Starter file for Project 1 - need to load in Spotify CSV!


In [None]:
# Import Dependencies
import pandas as pd
from pathlib import Path
from matplotlib import pyplot as plt
import numpy as np
import scipy.stats as st

In [None]:
csv_path = Path("Resources/spotify-2023.csv")

spotify_df = pd.read_csv(csv_path, encoding='iso-8859-1')

#Basic Dataframe with all information
spotify_df.head()

In [None]:
# David!

In [None]:
#Austin!

In [None]:
# Dan

In [None]:
# Pull out specific columns into a dataframe for analyzing just the music qualities:

qualities_df = spotify_df[["track_name", "Artist Name 1", "streams", "bpm", "key", "mode", "danceability_%", "valence_%",	"energy_%",	"acousticness_%",	"instrumentalness_%",	"liveness_%",	"speechiness_%"]]

qualities_df

In [None]:
# General overview of values per column.

qualities_df.nunique()

In [None]:
# In order to graph a scatter plot of all the tracks' tempos, I created a counter loop in order to assign a 
# number to each track listing in the dataframe. This makes the scatter plot easier to read. The x-axis numbers 
# are independent of the y-axis value - they simply mark individual tracks from the data set.

# This first graph is messy and hard to read, and ultimately feels not particularly useful. I decided to 
# instead look for normal distribution via song tempos, and number of songs with that tempo.

x_values = []
counter = 0

for row in qualities_df["track_name"]:

   counter = counter + 1

   x_values.append(counter)
  
y_values = qualities_df["bpm"]
plt.scatter(x_values, y_values)
plt.xlabel("Songs")
plt.ylabel("Beats Per Minute")
plt.title("BPM of Top Songs on Spotify in 2023")

plt.show()

In [None]:
# First I created a list of tempos used by the songs in the dataset.

song_speed = qualities_df["bpm"].value_counts()

tempos = song_speed.index.tolist()

print(tempos)

In [None]:
# I then created a list to show the number of times each of the above tempos was selected for a track.

total_songs = []
for song in song_speed:
    total_songs.append(song)

total_songs

In [None]:
# This scatter plot shows the distribution of tempo selections for all songs in the dataset.
# Based on the p-value, it appears there is a normal distribution to the tempos!

plt.scatter(tempos, total_songs)
plt.xlabel("Tempo in BPM")
plt.ylabel("Number of Songs")
plt.title("Distribution of Chosen Tempos for Most Popular Songs on Spotify in 2023")

→ **CHALLENGE A**: Identify every line in the entries below that contains the word "woman", and copy each of those lines.

→ **EXERCISE MATERIAL**:

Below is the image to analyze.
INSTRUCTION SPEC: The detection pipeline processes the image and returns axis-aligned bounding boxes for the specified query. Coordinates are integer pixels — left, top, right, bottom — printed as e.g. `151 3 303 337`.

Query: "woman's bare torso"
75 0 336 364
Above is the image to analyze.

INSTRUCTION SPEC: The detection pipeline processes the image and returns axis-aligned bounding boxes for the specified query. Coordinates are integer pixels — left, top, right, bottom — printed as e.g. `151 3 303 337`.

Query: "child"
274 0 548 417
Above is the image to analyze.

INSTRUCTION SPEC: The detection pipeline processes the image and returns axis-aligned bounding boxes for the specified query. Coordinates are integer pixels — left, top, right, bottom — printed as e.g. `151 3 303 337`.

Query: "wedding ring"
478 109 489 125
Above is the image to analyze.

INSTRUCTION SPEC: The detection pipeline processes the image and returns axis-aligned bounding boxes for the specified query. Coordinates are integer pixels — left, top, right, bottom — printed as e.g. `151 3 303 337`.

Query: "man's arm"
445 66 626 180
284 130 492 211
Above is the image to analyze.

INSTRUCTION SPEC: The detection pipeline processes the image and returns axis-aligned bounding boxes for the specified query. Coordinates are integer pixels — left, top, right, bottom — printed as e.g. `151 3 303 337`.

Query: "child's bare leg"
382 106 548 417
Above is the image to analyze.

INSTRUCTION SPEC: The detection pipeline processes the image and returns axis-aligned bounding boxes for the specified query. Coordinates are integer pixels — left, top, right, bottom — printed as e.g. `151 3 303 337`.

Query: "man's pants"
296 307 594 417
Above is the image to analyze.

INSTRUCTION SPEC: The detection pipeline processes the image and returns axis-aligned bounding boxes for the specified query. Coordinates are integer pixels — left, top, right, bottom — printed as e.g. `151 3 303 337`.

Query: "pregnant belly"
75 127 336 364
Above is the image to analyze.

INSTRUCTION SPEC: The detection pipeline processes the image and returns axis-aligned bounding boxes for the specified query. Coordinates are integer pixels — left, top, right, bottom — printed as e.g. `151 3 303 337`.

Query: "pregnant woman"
--
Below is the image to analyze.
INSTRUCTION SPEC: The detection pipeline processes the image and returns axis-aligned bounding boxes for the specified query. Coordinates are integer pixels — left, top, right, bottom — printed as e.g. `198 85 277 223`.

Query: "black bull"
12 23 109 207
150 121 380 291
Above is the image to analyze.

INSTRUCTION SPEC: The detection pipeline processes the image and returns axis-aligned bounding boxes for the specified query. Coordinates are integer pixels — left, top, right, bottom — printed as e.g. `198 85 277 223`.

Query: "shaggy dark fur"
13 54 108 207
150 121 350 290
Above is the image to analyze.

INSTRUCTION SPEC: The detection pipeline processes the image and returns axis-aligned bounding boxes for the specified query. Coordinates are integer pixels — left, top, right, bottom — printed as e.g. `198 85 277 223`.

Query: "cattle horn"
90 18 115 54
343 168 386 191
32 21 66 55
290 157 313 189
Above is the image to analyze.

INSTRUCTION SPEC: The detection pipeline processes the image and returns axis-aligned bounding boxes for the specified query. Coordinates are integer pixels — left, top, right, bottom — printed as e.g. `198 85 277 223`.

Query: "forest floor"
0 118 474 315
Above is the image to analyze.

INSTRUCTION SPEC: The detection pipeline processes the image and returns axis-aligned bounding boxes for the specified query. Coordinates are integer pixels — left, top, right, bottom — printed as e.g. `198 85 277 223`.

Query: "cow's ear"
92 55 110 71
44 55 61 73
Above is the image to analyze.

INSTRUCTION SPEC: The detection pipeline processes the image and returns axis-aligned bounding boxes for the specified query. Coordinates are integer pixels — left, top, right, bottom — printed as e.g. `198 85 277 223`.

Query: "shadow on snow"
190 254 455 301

→ **CHALLENGE B**: Rewrite the Spotify notebook from "total_songs = []" up to and including "all songs in the dataset.", switching every occurrence of "total_songs" to "song_counts".

→ **EXERCISE RESPONSE A**:
Query: "woman's bare torso"
Query: "pregnant woman"

→ **EXERCISE RESPONSE B**:
song_counts = []
for song in song_speed:
    song_counts.append(song)

song_counts

In [None]:
# This scatter plot shows the distribution of tempo selections for all songs in the dataset.